= GEGEVEN INFORMATIE =
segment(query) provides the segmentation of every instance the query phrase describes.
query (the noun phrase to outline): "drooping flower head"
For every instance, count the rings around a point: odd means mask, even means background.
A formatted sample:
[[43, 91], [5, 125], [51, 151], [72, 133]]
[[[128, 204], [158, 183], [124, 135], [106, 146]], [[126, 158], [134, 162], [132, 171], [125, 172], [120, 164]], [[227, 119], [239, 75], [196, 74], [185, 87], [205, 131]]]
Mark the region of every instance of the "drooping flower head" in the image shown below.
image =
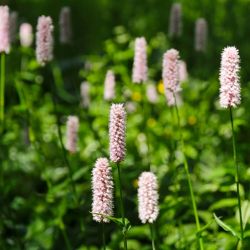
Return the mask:
[[158, 183], [151, 172], [143, 172], [138, 182], [139, 218], [142, 223], [153, 223], [159, 214]]
[[17, 35], [18, 14], [16, 11], [10, 12], [10, 42], [15, 42]]
[[71, 10], [69, 7], [63, 7], [59, 17], [60, 26], [60, 42], [62, 44], [71, 43], [72, 28], [71, 28]]
[[123, 104], [112, 104], [109, 117], [109, 152], [112, 162], [121, 162], [125, 157], [126, 111]]
[[75, 153], [77, 150], [79, 119], [77, 116], [69, 116], [67, 120], [66, 131], [66, 149], [70, 153]]
[[0, 53], [10, 51], [9, 7], [0, 6]]
[[171, 7], [169, 16], [169, 37], [180, 37], [182, 33], [182, 14], [181, 14], [181, 4], [174, 3]]
[[207, 48], [207, 21], [198, 18], [195, 22], [195, 50], [205, 52]]
[[115, 97], [115, 75], [108, 70], [104, 81], [104, 100], [110, 101]]
[[154, 84], [147, 84], [147, 99], [151, 103], [156, 103], [158, 100], [157, 90]]
[[92, 171], [92, 215], [97, 222], [109, 222], [113, 215], [113, 177], [107, 158], [99, 158]]
[[132, 80], [134, 83], [145, 82], [148, 79], [147, 42], [144, 37], [135, 39], [135, 52]]
[[23, 47], [30, 47], [33, 42], [32, 26], [29, 23], [22, 23], [19, 30], [20, 43]]
[[162, 79], [168, 105], [172, 106], [175, 104], [175, 94], [181, 90], [179, 80], [179, 52], [175, 49], [170, 49], [163, 55]]
[[53, 59], [53, 24], [49, 16], [40, 16], [36, 32], [36, 59], [41, 65]]
[[89, 82], [81, 83], [81, 106], [83, 108], [88, 108], [90, 105], [90, 86]]
[[240, 104], [240, 56], [235, 47], [224, 48], [220, 66], [220, 105], [222, 108]]

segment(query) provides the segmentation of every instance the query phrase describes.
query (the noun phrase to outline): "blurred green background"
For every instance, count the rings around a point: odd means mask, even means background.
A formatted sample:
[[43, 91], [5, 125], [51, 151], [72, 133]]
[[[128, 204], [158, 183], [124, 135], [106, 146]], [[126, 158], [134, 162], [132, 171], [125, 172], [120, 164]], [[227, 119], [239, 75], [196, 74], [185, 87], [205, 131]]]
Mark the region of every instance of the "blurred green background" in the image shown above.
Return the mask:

= KORTE OEFENING =
Geef alle regels van de gegevens hierboven weer als een JSON-lijst van strings, met één string per regel en zonder lege regels. Laat de afbeeldingen daarbij weg.

= ANTWOORD =
[
  "segment(query) provides the segmentation of every instance the query phrase describes.",
  "query (the noun phrase to outline): \"drooping flower head\"",
  "For every instance, count the rings around a point: odd means mask, even means background.",
  "A formatted sample:",
  "[[43, 91], [5, 125], [51, 151], [72, 133]]",
  "[[[128, 204], [158, 183], [124, 135], [106, 146]], [[126, 158], [134, 162], [132, 171], [125, 172], [120, 164]], [[227, 119], [239, 75], [196, 74], [185, 87], [205, 131]]]",
  "Mark the region of every instance of the \"drooping flower head\" in the image shown below.",
  "image =",
  "Return the mask:",
  "[[158, 183], [151, 172], [143, 172], [138, 182], [139, 218], [142, 223], [153, 223], [159, 214]]",
  "[[17, 35], [18, 14], [16, 11], [10, 12], [10, 42], [15, 42]]",
  "[[71, 10], [69, 7], [63, 7], [59, 17], [60, 26], [60, 42], [62, 44], [71, 43], [72, 28], [71, 28]]",
  "[[123, 104], [112, 104], [109, 117], [109, 152], [112, 162], [121, 162], [125, 157], [126, 111]]",
  "[[75, 153], [77, 150], [79, 119], [77, 116], [69, 116], [67, 120], [66, 131], [66, 149], [70, 153]]",
  "[[0, 53], [10, 51], [9, 7], [0, 6]]",
  "[[171, 7], [169, 16], [169, 37], [180, 37], [182, 33], [182, 14], [181, 14], [181, 4], [174, 3]]",
  "[[207, 48], [207, 21], [198, 18], [195, 22], [195, 50], [205, 52]]",
  "[[115, 97], [115, 75], [108, 70], [104, 81], [104, 100], [110, 101]]",
  "[[154, 84], [147, 84], [147, 99], [151, 103], [156, 103], [158, 100], [157, 90]]",
  "[[92, 171], [92, 215], [97, 222], [109, 222], [113, 215], [113, 177], [107, 158], [99, 158]]",
  "[[132, 80], [134, 83], [145, 82], [148, 79], [147, 42], [144, 37], [135, 39], [135, 52]]",
  "[[23, 47], [30, 47], [33, 42], [32, 26], [29, 23], [22, 23], [19, 30], [20, 43]]",
  "[[162, 79], [168, 105], [172, 106], [175, 104], [175, 94], [181, 90], [179, 80], [179, 52], [175, 49], [170, 49], [163, 55]]",
  "[[53, 59], [53, 24], [49, 16], [40, 16], [36, 32], [36, 59], [41, 65]]",
  "[[89, 82], [81, 83], [81, 106], [83, 108], [88, 108], [90, 105], [90, 86]]",
  "[[240, 104], [240, 56], [235, 47], [224, 48], [220, 66], [220, 105], [222, 108]]",
  "segment(query) provides the segmentation of every instance the query phrase describes.",
  "query (the noun phrase to outline): \"blurred green background\"",
  "For every instance, count the rings around a point: odd means mask, even means background.",
  "A formatted sample:",
  "[[43, 91], [5, 125], [51, 151], [72, 133]]",
  "[[[128, 204], [158, 183], [124, 135], [106, 146]], [[126, 158], [134, 162], [132, 171], [125, 172], [120, 164]], [[227, 119], [239, 75], [196, 74], [185, 87], [205, 131]]]",
  "Mark the region of every instance of the \"blurred green background\" in the image shown above.",
  "Return the mask:"
]